* Start *

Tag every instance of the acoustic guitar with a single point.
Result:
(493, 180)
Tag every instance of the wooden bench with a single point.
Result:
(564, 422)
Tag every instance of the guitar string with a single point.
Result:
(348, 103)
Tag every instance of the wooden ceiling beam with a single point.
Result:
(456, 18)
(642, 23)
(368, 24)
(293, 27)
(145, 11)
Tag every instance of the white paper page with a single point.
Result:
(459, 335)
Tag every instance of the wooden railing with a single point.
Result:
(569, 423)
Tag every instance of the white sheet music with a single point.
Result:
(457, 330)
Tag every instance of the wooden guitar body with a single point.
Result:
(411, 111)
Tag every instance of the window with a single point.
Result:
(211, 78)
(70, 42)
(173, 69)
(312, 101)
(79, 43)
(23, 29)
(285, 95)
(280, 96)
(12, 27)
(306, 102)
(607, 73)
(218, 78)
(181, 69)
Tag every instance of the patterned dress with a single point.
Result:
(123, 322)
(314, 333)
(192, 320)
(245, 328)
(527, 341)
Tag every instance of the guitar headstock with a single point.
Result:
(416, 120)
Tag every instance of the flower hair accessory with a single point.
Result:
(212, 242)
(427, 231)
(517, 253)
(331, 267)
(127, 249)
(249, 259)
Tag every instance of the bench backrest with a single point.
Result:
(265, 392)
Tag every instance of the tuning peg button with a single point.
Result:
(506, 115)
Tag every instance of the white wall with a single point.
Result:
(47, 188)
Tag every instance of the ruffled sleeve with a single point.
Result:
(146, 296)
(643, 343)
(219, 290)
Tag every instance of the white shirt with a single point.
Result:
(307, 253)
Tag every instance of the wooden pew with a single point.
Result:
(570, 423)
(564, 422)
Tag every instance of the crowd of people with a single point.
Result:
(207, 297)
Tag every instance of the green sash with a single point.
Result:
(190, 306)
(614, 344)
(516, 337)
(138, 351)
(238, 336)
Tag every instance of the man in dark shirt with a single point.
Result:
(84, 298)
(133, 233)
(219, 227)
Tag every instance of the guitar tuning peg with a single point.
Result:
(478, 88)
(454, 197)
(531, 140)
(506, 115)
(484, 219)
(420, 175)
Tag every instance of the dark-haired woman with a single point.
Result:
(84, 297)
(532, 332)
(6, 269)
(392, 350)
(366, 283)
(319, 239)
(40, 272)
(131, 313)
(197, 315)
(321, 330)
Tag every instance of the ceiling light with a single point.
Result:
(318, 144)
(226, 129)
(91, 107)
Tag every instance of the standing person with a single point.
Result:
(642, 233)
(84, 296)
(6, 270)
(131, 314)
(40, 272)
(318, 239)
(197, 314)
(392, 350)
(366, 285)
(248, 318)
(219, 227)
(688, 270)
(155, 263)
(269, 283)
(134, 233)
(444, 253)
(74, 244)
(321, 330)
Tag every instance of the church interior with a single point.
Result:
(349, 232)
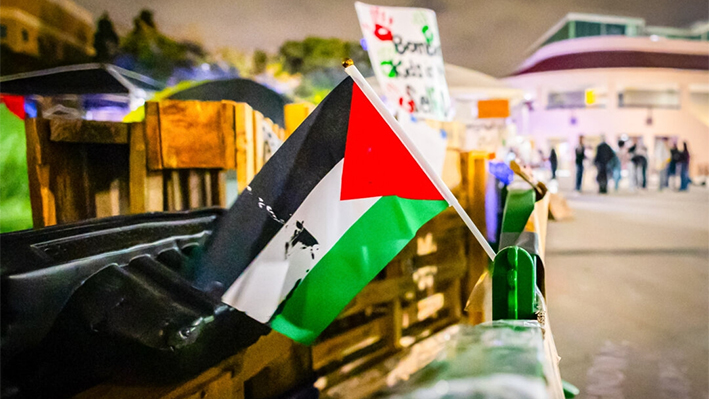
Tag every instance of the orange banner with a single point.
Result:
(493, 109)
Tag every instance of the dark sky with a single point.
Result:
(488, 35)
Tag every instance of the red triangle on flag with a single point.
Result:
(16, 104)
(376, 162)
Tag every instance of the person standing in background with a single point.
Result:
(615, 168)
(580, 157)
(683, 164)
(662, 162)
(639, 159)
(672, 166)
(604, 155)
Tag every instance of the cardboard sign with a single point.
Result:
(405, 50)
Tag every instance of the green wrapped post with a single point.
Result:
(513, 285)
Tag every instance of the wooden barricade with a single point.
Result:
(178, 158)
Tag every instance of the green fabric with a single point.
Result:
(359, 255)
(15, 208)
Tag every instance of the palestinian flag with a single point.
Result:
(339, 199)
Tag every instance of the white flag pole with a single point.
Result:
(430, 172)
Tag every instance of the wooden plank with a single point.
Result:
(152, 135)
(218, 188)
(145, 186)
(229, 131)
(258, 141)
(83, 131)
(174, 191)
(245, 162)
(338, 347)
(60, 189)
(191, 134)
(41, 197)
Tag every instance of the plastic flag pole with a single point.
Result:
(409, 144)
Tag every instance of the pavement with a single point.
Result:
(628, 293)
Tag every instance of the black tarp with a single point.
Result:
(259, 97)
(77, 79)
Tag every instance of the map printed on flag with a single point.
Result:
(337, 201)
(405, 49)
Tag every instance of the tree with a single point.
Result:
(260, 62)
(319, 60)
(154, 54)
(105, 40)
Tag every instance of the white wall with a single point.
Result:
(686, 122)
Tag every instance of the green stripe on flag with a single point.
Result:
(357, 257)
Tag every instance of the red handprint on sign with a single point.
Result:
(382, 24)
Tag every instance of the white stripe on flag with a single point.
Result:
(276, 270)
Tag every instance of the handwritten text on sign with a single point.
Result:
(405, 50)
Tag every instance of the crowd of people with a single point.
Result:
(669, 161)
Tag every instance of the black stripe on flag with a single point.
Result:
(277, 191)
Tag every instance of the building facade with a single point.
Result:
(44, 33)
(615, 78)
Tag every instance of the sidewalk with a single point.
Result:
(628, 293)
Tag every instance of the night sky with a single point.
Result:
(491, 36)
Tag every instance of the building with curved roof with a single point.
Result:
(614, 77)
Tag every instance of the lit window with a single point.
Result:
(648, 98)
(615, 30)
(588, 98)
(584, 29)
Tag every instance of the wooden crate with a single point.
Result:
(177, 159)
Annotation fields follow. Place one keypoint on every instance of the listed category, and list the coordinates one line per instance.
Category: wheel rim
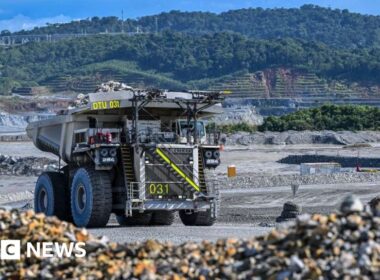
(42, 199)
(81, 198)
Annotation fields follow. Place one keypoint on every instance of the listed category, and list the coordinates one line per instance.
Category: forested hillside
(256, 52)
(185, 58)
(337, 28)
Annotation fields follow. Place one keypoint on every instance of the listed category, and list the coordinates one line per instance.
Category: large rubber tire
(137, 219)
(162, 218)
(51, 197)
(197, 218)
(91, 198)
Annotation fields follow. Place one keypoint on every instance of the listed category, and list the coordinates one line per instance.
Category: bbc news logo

* End *
* Start *

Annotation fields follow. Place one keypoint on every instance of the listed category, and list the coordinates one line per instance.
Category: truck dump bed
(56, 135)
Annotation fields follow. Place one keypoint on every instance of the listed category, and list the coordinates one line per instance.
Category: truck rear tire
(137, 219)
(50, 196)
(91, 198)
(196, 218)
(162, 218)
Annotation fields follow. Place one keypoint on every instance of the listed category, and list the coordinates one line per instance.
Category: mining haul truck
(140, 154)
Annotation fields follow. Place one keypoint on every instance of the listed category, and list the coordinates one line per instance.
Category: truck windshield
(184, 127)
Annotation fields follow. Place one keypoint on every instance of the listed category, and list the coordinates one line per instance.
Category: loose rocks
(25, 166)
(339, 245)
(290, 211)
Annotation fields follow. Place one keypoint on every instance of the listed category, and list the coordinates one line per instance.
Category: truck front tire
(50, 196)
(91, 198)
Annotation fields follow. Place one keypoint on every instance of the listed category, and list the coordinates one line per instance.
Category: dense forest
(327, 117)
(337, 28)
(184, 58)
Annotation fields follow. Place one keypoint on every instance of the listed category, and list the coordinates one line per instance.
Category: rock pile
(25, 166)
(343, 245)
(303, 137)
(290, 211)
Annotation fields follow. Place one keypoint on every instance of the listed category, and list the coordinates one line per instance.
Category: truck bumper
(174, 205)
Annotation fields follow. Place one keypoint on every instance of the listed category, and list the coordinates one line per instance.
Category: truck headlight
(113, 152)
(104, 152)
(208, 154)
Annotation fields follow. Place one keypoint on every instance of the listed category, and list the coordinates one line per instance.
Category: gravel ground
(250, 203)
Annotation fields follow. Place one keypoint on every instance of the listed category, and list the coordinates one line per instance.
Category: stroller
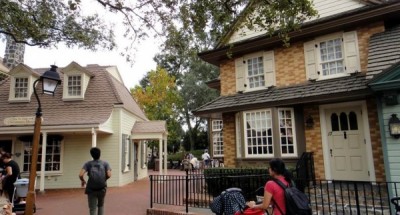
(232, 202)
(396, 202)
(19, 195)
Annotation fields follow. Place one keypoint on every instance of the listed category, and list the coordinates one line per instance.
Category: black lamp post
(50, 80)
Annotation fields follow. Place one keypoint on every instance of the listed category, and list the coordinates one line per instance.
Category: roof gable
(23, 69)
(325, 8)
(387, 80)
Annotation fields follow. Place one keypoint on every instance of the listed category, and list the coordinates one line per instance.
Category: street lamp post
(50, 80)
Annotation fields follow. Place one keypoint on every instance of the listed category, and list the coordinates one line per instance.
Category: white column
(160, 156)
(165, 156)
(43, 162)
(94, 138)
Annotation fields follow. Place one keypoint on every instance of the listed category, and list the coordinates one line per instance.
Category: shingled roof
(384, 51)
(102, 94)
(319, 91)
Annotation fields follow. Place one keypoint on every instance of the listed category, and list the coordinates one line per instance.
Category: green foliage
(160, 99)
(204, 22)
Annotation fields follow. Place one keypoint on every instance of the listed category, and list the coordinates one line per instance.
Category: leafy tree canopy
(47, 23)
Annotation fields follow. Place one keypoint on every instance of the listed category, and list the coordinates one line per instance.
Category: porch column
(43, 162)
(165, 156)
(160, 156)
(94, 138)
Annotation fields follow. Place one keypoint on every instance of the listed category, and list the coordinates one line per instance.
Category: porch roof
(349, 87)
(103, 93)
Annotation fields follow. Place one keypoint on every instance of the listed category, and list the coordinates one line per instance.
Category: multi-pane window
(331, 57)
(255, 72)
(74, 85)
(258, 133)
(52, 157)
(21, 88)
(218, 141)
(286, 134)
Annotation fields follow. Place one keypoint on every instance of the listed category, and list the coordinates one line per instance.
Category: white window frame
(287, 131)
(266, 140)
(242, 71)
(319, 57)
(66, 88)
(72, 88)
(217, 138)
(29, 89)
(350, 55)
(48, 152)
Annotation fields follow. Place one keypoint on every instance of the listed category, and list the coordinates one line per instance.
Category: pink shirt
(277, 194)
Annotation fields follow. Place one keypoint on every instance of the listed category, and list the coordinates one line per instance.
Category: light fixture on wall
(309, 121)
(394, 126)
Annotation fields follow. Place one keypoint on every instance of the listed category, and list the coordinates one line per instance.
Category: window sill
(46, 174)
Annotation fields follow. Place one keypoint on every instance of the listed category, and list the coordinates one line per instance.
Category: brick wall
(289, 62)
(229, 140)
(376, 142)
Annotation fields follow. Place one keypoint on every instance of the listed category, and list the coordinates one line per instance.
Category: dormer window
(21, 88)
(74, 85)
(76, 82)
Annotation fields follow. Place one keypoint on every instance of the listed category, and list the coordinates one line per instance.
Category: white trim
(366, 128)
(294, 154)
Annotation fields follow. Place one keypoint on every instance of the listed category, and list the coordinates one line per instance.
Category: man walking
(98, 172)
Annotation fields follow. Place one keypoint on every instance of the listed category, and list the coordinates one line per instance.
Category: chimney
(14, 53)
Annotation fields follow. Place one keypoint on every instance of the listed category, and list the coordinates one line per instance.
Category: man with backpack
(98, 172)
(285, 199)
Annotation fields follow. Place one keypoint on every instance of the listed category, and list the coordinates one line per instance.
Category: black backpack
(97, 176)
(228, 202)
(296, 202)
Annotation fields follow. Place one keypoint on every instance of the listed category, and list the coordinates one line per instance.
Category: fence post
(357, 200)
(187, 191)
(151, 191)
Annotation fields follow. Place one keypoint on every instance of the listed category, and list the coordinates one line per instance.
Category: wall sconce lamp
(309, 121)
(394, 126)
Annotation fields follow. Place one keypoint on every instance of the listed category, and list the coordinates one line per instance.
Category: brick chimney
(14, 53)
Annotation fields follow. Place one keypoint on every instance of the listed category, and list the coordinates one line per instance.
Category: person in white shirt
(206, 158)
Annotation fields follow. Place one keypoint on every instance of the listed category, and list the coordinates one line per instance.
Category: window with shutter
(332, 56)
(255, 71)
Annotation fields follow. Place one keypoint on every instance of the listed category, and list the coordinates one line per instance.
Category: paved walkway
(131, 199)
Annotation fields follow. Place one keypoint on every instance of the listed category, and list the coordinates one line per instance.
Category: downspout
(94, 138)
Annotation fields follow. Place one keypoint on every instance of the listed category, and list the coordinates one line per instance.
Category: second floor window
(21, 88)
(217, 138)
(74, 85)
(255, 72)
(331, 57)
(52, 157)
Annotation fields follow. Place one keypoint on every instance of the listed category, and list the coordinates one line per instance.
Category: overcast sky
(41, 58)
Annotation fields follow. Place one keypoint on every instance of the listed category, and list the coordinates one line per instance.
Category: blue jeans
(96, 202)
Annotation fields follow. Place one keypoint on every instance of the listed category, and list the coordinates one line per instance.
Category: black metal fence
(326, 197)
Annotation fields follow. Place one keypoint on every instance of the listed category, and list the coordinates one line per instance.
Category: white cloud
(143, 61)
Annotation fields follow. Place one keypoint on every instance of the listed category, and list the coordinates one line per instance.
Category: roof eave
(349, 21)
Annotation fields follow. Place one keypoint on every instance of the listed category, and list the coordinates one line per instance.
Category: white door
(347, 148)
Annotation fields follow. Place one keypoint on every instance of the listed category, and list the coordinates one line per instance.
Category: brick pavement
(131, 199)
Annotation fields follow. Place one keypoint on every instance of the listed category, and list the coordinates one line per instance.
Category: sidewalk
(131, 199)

* End *

Extract every line from the two blocks above that contains the string "sidewalk", and copy each one in full.

● Exercise result
Tag every instance of the sidewalk with a single point.
Category: sidewalk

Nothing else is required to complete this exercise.